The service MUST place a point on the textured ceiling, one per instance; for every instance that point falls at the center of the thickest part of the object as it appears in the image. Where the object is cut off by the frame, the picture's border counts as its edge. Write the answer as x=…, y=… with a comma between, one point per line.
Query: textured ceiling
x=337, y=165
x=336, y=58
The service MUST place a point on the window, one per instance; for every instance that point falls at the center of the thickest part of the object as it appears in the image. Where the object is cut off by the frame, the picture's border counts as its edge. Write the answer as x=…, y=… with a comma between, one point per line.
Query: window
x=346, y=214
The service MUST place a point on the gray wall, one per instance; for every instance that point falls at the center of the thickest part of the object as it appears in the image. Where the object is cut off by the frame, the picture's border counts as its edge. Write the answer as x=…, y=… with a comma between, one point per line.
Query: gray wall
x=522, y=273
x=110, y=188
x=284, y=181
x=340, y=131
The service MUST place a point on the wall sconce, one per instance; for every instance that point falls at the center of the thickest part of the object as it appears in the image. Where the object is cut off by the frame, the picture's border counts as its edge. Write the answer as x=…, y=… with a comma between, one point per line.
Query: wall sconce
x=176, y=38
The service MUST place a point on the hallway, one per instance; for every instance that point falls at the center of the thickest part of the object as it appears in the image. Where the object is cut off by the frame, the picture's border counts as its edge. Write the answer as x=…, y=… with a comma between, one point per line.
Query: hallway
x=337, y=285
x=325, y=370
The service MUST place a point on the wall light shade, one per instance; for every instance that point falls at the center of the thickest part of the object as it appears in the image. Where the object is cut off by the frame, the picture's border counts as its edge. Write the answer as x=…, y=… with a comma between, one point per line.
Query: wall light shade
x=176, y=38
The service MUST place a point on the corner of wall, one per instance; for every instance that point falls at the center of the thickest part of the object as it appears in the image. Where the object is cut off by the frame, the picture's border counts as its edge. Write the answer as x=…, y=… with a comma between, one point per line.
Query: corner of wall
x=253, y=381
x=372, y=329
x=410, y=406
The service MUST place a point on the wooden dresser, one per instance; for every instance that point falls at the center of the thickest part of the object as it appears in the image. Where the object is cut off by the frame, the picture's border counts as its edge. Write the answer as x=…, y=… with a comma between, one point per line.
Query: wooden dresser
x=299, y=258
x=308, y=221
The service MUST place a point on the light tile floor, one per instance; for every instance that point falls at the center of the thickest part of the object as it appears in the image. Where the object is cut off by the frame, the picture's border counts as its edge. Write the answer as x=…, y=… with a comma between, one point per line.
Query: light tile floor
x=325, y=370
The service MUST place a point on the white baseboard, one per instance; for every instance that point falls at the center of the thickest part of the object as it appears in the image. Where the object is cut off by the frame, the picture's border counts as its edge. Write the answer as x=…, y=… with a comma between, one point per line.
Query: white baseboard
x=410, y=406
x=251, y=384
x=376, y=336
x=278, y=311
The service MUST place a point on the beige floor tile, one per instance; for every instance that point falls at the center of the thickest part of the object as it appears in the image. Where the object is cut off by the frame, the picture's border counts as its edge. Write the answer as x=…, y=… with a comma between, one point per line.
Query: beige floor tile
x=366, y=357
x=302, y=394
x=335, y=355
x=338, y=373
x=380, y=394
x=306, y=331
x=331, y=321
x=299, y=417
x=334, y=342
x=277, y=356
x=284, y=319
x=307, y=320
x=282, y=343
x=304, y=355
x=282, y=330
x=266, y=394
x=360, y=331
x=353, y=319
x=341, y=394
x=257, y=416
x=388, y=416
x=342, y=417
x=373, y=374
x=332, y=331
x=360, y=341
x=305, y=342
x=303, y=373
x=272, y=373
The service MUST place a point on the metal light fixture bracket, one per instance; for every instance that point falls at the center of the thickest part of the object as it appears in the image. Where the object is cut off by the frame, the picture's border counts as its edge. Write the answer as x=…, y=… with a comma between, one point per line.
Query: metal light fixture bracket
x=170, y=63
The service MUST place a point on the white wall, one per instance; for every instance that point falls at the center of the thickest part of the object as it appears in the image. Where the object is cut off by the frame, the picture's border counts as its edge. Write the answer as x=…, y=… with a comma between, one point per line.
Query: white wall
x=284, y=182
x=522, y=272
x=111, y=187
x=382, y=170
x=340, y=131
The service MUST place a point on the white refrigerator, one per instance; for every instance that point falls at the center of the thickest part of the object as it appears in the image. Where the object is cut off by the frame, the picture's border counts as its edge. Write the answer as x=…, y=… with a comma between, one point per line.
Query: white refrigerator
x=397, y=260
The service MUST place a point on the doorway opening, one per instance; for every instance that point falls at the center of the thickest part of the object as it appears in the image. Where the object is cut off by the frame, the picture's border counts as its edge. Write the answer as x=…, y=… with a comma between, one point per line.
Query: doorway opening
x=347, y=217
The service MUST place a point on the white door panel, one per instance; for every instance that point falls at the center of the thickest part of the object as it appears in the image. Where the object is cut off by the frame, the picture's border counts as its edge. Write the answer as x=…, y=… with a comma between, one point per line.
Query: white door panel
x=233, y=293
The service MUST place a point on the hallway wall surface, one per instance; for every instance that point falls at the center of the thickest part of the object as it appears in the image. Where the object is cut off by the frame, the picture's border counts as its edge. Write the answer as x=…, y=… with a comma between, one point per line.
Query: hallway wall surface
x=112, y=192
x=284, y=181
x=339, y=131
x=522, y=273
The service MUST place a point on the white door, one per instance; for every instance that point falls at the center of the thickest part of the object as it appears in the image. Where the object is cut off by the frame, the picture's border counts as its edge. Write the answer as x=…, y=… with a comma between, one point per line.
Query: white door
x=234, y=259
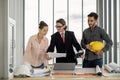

* GIVEN TASK:
Please copy out every line of the material above that contains the word "wooden".

* OUTPUT OF THE EXERCISE:
The service MUST place a point on the wooden dresser, one per instance; for every instance that point falls at the center of the thickest part of the object as it appears in the image. Where the object is cut off by the frame, the picture's border counts as its edge. Write the answer as x=…, y=… with a comma between, one point per line.
Query: wooden dresser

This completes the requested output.